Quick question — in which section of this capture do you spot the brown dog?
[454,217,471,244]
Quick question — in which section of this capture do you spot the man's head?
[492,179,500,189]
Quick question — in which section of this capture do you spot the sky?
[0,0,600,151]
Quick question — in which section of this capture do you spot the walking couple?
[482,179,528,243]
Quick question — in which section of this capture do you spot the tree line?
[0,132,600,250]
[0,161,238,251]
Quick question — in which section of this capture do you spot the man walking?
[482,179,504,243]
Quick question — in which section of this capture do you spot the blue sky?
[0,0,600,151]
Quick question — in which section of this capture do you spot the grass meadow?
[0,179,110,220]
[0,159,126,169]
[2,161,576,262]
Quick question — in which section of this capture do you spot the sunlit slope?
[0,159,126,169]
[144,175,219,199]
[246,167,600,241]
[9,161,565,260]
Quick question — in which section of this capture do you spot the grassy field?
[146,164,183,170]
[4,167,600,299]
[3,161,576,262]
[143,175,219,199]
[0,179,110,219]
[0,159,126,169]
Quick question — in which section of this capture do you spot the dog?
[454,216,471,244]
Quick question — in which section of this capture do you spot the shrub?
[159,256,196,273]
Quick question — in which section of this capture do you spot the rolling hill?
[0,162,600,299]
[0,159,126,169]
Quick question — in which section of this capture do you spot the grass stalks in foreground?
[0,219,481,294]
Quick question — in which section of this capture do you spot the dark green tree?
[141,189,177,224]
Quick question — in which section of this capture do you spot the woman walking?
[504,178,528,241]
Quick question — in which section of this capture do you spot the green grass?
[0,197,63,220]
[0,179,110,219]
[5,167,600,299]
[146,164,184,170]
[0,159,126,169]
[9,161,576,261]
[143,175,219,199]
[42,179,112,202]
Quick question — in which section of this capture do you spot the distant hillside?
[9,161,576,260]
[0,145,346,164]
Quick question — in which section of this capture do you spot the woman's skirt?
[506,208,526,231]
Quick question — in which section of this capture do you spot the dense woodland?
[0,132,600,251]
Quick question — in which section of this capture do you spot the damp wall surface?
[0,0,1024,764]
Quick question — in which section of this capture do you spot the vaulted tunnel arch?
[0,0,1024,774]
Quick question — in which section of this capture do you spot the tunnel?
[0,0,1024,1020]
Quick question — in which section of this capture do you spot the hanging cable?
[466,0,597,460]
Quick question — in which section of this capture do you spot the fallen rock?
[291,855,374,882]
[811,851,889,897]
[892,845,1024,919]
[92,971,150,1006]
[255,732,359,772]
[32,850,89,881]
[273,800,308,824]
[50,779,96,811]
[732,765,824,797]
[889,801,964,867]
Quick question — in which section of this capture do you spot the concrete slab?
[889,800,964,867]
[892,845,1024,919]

Directions | Format all of the items above as a numbered list, omitting any blank lines.

Answer to this problem |
1. Quick question — in which section of this capture do you spot the brown dog?
2. [454,217,471,244]
3. Quick question — in which section of this capture do you spot the man's head?
4. [492,179,500,189]
5. Quick question — in which section of this capture do you spot the sky?
6. [0,0,600,151]
7. Quick question — in which section of this capture do you spot the walking couple?
8. [482,179,528,243]
9. Quick question — in which section of this capture do you spot the tree line?
10. [0,132,600,250]
11. [0,161,238,251]
12. Quick question — in which section of this capture do you spot the man walking?
13. [482,179,504,243]
14. Quick question — in which section of this capture do you spot the blue sky?
15. [0,0,600,151]
16. Quick question — in which section of this capture do you spot the grass meadow?
17. [0,179,110,220]
18. [0,159,126,169]
19. [2,161,576,262]
20. Quick question — in which section of this capture do you spot the sunlit slope?
21. [0,159,126,169]
22. [144,175,219,199]
23. [246,167,600,241]
24. [9,161,565,260]
25. Quick question — in which section of this capture do you spot the grassy field?
26. [146,164,183,170]
27. [4,167,600,299]
28. [3,161,576,262]
29. [143,175,219,199]
30. [0,179,110,219]
31. [0,159,126,169]
32. Quick question — in which section of this capture do you spot the dog?
33. [454,216,471,244]
34. Quick question — in which section of this capture do you spot the shrub?
35. [159,256,196,273]
36. Quick question — in which section of this capture do you spot the rolling hill?
37. [0,162,600,299]
38. [0,159,126,169]
39. Quick question — in which section of this capture do you spot the grass stalks in foreground?
40. [0,219,481,294]
41. Quick question — in which section of this capture do you spot the dark green tree?
42. [141,189,177,224]
43. Quick question — in which section of this capture do you spot the woman walking?
44. [504,178,528,241]
45. Quick question — in which section of this capture do you spot the green grass?
46. [0,197,63,220]
47. [0,179,110,219]
48. [5,167,600,299]
49. [146,164,184,170]
50. [0,159,126,169]
51. [9,161,576,261]
52. [143,175,219,199]
53. [42,179,112,202]
54. Quick question — in which section of this capture do you spot the distant hillside?
55. [9,161,576,260]
56. [0,145,346,164]
57. Quick question — in which section of this capture do you spot the woman's skirt?
58. [506,208,526,231]
59. Quick question — in which section of this capture do you spot the dense woodland?
60. [0,132,600,251]
61. Quick question — in which section of this capture do you spot the damp wall surface?
62. [0,0,1024,764]
63. Quick question — in which section of this capture do you spot the vaulted tunnel arch?
64. [0,0,1024,774]
65. Quick question — in which section of this capture do you spot the tunnel?
66. [0,0,1024,1020]
67. Quick question — in which section of this capture do you spot the hanging cable?
68. [466,0,597,460]
69. Quick question — in which section of this capture do you spot the fallen rock?
70. [291,855,374,882]
71. [811,851,889,897]
72. [892,845,1024,919]
73. [92,971,150,1006]
74. [255,732,359,772]
75. [32,850,89,881]
76. [273,800,308,824]
77. [50,779,96,811]
78. [732,765,824,797]
79. [889,801,964,867]
80. Quick question — in which section of this capture do you spot the concrete slab?
81. [889,800,964,867]
82. [892,845,1024,919]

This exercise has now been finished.